Activity: Restate exactly, please, each line of the listing from the one with "[locate] dirt path" to the last, including both.

Dataset excerpts:
____________
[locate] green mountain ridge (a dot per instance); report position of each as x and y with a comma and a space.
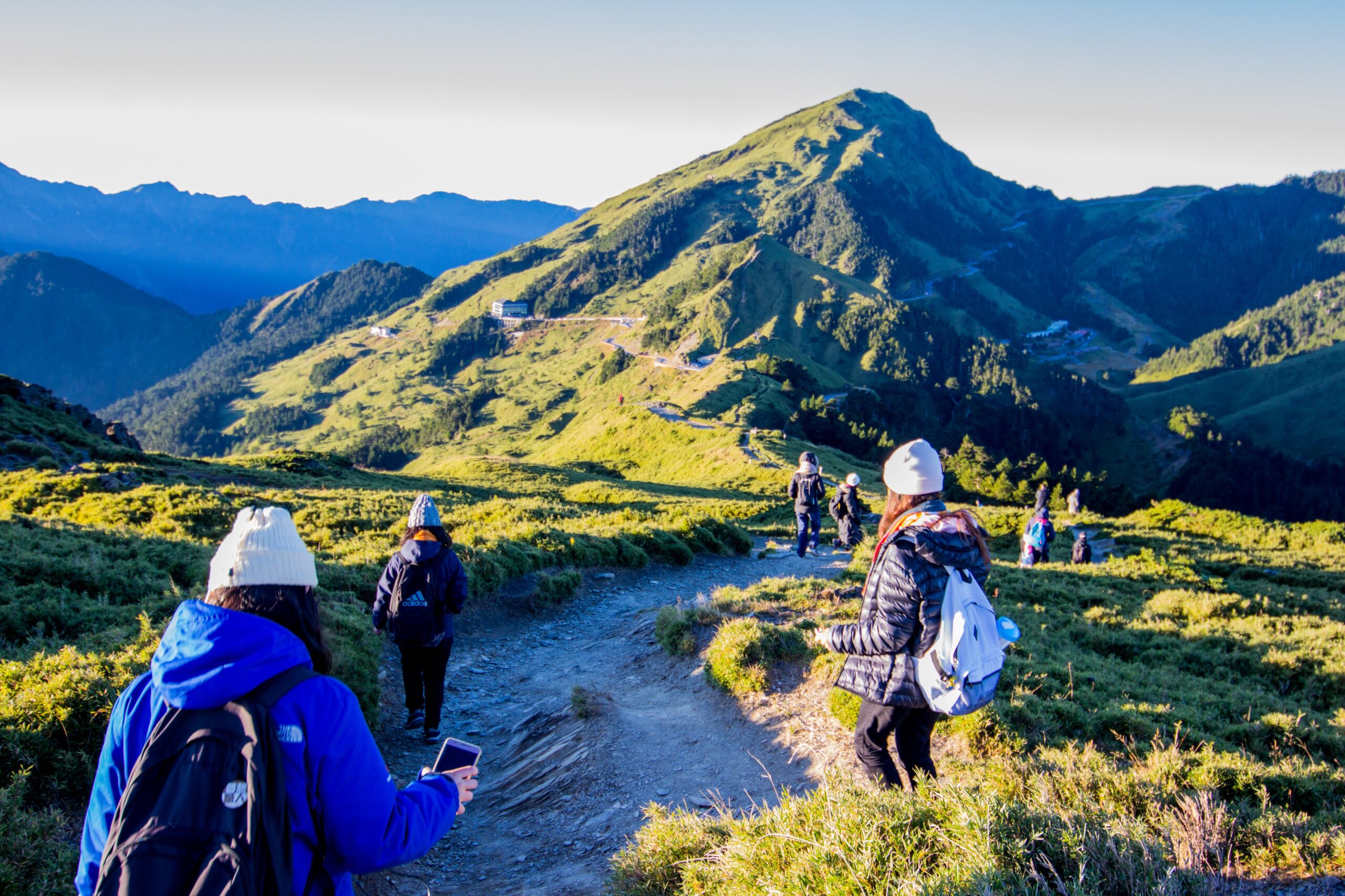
88, 336
795, 241
1312, 318
182, 413
848, 247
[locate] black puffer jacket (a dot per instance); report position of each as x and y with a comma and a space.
903, 603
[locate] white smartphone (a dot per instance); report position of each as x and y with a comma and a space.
457, 754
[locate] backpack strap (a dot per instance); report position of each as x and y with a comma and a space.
267, 695
277, 686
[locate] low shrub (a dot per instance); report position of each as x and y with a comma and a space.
673, 631
39, 856
844, 707
582, 703
558, 587
1010, 829
56, 707
739, 657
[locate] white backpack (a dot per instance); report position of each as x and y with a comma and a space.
959, 673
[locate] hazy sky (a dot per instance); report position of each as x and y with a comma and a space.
573, 101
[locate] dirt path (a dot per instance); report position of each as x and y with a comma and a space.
560, 794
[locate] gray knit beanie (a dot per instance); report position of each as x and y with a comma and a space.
424, 513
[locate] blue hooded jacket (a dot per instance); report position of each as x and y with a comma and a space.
333, 767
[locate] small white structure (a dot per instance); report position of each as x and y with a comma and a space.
1056, 326
509, 308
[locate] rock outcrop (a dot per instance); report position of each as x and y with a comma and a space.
34, 396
____________
Solution for this problem:
[locate] dirt path (a dot per instance); report position of each as x and y with a comma and a space.
560, 794
[locate] gray knit beanie (a dot per instance); report position of each as x and y with a comma and a space.
424, 513
[locate] blue hooded jacket (a dot per instance); report position of each as x and y with a comma and a space.
333, 767
[locate] small white structure (a dot per instance); report position of each as x and y with a comma and a space.
1056, 326
509, 308
[locate] rock outcrop (a dot per instance); report position of each as x and y with a comma and a space.
34, 396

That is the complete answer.